EXTRACTED TEXT
------------------------
San Bernardino County Goes To Court Against Employees Seeking Treatment After 2015 Terror Attack
We continue our series of reports this week on why many of the San Bernardino County employees who survived the 2015 terror attack at the Inland Regional Center have had to hire lawyers and take on a years-long battle with San Bernardino County government for disability compensation. San Bernardino County has repeatedly denied many of its employees’ compensation claims for physical, psychological and emotional injuries. The following segment - part 3 in our series by KVCR’s Benjamin Purper - begs the question: why is San Bernardino County government resistant to helping its employees who were were affected by the aftermath of the deadly shooting spree by a county employee at a county work event?
Valerie Weber was one of the most severely injured out of everyone who survived the Inland Regional Center attack. She was shot twice by semi-automatic weapons, and spent 93 days in the hospital immediately after the attack.
She’s had multiple, extensive surgeries since then, and she still needs more. But her wounds aren’t just physical; they’re also psychological. Weber suffers from PTSD and depression as a direct result of her experience and injuries.
------------------------
PROBLEM A
According to the article, how many days did Valerie Weber spend in the hospital right after the attack?
PROBLEM B
Reproduce word for word the part of the article that begins at the words "Valerie Weber was" and stops after the words "experience and injuries.".
The entries that follow have no connection to the article.

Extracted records
------------------------
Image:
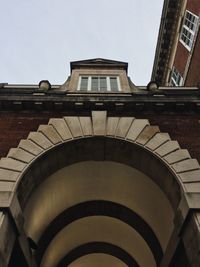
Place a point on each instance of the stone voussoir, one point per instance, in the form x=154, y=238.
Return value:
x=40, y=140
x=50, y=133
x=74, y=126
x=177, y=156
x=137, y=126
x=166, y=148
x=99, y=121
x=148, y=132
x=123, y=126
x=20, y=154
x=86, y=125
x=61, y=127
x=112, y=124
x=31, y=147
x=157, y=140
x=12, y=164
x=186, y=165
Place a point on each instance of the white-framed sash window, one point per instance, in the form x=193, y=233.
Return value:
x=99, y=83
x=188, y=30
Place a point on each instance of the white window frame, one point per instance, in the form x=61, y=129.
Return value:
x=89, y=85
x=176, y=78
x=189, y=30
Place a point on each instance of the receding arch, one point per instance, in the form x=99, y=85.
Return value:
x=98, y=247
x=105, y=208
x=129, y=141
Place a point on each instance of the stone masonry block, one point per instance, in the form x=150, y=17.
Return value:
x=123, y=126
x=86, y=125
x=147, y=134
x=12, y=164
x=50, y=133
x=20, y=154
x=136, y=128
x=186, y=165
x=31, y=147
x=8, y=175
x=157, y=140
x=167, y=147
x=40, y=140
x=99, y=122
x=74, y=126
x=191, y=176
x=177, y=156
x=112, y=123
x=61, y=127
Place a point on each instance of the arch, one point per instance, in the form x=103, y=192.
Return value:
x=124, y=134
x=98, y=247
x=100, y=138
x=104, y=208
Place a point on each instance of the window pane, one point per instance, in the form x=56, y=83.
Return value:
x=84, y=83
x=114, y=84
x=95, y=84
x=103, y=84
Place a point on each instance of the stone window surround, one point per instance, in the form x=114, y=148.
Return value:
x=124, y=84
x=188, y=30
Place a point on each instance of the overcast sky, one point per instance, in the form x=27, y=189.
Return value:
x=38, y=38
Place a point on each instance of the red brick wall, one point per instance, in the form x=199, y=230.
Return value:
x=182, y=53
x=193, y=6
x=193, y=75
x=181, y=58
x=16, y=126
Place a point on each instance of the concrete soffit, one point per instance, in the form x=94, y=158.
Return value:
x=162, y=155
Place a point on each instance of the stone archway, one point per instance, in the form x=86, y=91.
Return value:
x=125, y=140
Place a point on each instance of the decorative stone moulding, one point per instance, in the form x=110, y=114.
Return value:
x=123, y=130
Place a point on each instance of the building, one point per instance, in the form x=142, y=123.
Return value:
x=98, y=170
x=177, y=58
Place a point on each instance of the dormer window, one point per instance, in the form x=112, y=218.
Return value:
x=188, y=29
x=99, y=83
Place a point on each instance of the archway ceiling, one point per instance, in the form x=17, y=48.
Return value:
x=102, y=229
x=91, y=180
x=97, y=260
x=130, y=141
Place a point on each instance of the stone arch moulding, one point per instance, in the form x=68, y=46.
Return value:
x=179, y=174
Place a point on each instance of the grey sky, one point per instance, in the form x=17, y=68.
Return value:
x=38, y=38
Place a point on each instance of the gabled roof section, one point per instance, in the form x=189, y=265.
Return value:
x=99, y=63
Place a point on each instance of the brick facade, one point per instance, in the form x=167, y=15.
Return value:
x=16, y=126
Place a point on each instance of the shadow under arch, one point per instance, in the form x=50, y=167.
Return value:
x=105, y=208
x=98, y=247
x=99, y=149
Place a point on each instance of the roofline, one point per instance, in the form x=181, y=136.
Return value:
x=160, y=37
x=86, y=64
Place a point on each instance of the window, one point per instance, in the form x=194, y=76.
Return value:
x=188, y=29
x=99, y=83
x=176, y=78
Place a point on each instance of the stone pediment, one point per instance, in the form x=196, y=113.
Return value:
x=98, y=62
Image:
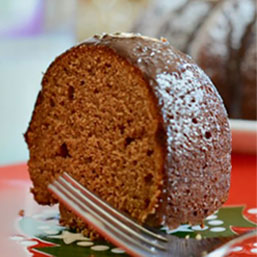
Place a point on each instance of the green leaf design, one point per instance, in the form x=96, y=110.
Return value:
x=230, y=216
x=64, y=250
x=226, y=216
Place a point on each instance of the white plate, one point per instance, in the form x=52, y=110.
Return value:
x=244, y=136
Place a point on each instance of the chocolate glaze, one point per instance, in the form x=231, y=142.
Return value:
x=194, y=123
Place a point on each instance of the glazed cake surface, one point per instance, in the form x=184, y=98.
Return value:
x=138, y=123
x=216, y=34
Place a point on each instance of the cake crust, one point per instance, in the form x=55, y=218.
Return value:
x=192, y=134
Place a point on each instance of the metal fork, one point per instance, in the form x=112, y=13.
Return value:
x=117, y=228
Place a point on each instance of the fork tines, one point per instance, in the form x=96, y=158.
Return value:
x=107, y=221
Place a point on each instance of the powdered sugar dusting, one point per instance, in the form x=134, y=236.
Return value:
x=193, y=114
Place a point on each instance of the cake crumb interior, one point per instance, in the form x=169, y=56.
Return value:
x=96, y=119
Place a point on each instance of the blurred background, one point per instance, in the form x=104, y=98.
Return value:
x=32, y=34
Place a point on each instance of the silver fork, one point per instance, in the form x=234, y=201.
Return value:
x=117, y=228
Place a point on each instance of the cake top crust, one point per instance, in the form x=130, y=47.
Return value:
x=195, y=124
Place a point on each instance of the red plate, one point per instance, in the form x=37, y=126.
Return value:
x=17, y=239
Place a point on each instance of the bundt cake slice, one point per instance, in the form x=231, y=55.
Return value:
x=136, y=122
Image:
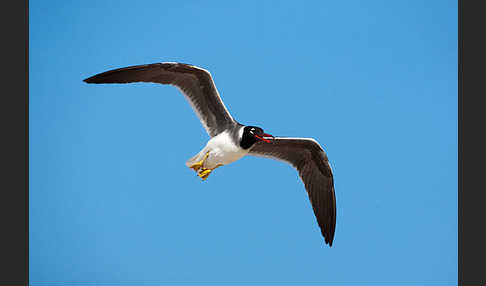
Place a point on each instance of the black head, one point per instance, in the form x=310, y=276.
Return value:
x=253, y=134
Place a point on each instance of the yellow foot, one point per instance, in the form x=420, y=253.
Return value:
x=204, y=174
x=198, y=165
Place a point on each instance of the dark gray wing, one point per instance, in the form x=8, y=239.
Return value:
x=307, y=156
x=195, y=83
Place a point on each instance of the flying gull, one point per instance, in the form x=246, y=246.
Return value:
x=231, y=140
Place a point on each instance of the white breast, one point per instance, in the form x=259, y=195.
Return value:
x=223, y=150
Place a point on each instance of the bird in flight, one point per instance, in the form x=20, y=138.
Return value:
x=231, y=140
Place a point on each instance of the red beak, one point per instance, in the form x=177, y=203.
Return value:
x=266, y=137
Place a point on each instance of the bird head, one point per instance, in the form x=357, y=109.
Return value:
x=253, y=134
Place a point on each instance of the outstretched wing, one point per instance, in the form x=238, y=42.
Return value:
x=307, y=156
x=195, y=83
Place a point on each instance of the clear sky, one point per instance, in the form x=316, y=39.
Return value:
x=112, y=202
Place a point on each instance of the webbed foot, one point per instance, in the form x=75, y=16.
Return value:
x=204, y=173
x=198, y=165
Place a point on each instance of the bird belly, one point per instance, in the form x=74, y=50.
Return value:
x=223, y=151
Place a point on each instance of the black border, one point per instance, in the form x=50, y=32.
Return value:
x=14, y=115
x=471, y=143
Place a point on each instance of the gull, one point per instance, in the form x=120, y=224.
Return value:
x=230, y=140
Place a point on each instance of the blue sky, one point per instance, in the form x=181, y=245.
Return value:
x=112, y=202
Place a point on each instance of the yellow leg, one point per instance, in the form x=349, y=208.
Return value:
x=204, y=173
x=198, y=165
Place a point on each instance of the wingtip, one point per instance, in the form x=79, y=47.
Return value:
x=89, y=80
------------------------
RESPONSE BOX A
93 days

RESPONSE BOX B
Valerie Weber was one of the most severely injured out of everyone who survived the Inland Regional Center attack. She was shot twice by semi-automatic weapons, and spent 93 days in the hospital immediately after the attack.
She’s had multiple, extensive surgeries since then, and she still needs more. But her wounds aren’t just physical; they’re also psychological. Weber suffers from PTSD and depression as a direct result of her experience and injuries.